Answer with the exact lines of the following material from the one containing "In this exercise you will find the red" through the one containing "[(651, 455), (246, 895), (469, 1058)]", both end lines included.

:: Provided material ::
────

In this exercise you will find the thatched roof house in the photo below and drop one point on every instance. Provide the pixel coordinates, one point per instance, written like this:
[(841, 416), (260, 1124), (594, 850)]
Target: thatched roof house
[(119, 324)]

────

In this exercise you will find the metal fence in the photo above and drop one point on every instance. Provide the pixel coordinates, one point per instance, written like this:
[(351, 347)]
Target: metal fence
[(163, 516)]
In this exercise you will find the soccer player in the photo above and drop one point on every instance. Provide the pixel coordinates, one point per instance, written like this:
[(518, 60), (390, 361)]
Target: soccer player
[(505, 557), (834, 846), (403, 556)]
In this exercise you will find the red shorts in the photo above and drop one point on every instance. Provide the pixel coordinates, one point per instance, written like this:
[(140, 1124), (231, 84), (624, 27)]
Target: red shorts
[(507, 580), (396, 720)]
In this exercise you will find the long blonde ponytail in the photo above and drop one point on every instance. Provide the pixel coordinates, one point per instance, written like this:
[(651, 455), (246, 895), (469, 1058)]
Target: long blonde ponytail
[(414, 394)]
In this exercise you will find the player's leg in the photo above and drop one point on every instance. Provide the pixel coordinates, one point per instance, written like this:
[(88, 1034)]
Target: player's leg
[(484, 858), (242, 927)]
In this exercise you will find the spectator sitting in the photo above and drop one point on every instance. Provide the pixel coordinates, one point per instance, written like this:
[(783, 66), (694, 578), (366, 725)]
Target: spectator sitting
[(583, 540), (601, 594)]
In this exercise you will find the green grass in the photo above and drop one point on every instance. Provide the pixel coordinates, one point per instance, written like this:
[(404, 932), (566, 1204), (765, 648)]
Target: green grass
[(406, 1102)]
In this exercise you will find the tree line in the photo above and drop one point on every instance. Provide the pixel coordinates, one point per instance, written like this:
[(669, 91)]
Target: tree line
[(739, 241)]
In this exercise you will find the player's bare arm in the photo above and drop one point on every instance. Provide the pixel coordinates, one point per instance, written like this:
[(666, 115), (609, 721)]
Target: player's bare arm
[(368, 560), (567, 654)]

────

:: Task response ::
In this exercise you will find the red shorts in the photo above and drop one point on every instance. Provide the pixel coordinates, one point per instance, written like this:
[(140, 1124), (231, 84), (624, 27)]
Target: red shorts
[(507, 580), (396, 720)]
In this exercise you will find the long blonde ponytail in the photo above and drop one point on every instance. Provide the pixel coordinates, one point per instance, written like this:
[(651, 455), (246, 895), (469, 1058)]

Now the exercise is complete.